* **Testo citato**
Il cibo ha il proprio vocabolario, un gergo che varia da prodotto a prodotto e da un territorio a un altro. Ciò vale, per esempio, per il vino e tutte le fasi della trasformazione dell'uva, per il mondo della pesca o dell'agricoltura. E vale anche per la carne, con una serie di termini che identificano le varie parti dell'animale, che segnano la netta distinzione tra la parte di un bue, quella di un vitello o di un maiale, che identificano gli elementi più pregiati e quelli meno nobili.

Quanti, ad esempio sanno che «girello» è quella parte del quarto posteriore di un bovino normalmente utilizzata per le scaloppine? Che «reale» identifica una parte del quarto anteriore usata per brasati o bolliti e che il «quarto pistola» altro non è se non la sezione del quarto posteriore che, per la sua forma, richiama alla mente proprio una pistola?
Questi, naturalmente, sono solo alcuni esempi, ma la lista si allunga a dismisura se si pensa che ad ogni termine ne corrispondono tanti quanti sono i dialetti locali, ben riassumendo l'importanza che ciascuna parte riveste nell'alimentazione di quella data porzione di territorio.
Ecco allora che la lombata diventa in palermitano trinca, la fesa fasciatura, il girello lacertu, la polpa di spalla sfasciaturedda, il geretto anteriore manuzza, la noce bausa. E ancora lo scamone si identifica come sottocudata, il campanello diventa pisciuni e il petto bruschetto.
«In Sicilia – racconta il professor Vincenzo Chiofalo, presidente del Consorzio ricerca Filiera carni, Corfilcarni – si consumano molti tagli posteriori che sono meno grassi rispetto agli anteriori tipo il petto, la punta di petto o il biancostato, che, invece, sono più usati al nord per preparare, ad esempio, i bolliti. I siciliani privilegiano la lombata, il filetto, le costate». Ma qualcosa sta cambiando. I ritmi più serrati delle famiglie moderne che hanno a disposizione sempre meno tempo da dedicare alla spesa e alla cucina, hanno fatto sì che anche le macellerie si adeguassero alle nuove esigenze ed il diffondersi di preparati nelle grandi catene di supermercati e di trasformati nelle botteghe sotto casa, hanno portato ad un maggiore utilizzo consapevole di tutti i tagli di carne.

* **Dati**
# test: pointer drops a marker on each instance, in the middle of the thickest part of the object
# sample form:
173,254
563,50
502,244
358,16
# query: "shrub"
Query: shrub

* **Da fare**
• a. Ricopia parola per parola il testo sui tagli di carne, tra "Ecco allora che" e "il petto bruschetto.", estremi inclusi.
• b. Prosegui il testo sui tagli di carne a partire dalla sua ultima frase.
Le righe costituiscono un materiale a sé stante.

* **Problemi risolti**
• a.
Ecco allora che la lombata diventa in palermitano trinca, la fesa fasciatura, il girello lacertu, la polpa di spalla sfasciaturedda, il geretto anteriore manuzza, la noce bausa. E ancora lo scamone si identifica come sottocudata, il campanello diventa pisciuni e il petto bruschetto.

• b.
Nel negozio del macellaio la carne bovina giunge in «quarti» che vengono successivamente divisi in tagli che in base alle caratteristiche organolettiche (cioè di aspetto e di sapore) hanno un diverso valore commerciale: i tagli di prima (1° categoria) provengono dal quarto posteriore, cioè dalle cosce, dai lombi, dalle natiche (filetto, controfiletto, roast-beef, fesa, noce, scamone, magatello, cosciotto, arrosto); i tagli di seconda provengono dal quarto anteriore (coppa, punta, reale, spalla, fiocco, carré); i tagli di terza derivano dal collo, dall'addome, dalle sottospalle (collo, biancostato, garetto, muscolo, ossibuchi, testina).
«I consumatori oggi sono più attenti – dice Chiofalo – e in macelleria non improvvisano, usando termini sempre più specifici per comprare ciò che desiderano. Ma non solo. Anche chi lavora con la carne è diventato sempre più preciso e gli chef, ad esempio, chiedono determinati tagli a seconda del piatto che devono preparare, si preoccupano di conoscere le modalità di conservazione, sono attenti al colore, chiedono se la carne è stata sottoposta a frollatura (un periodo di “maturazione” che rende la carne più tenera, ndr)».
La scelta, naturalmente, varia in base all'utilizzo che si vuol fare della carne. «Bisogna tenere presente che i tagli posteriori hanno una percentuale di grasso intorno al 4%, quelli centrali del 5% e quelli anteriori del 10 %», continua il presidente del CorfilCarni.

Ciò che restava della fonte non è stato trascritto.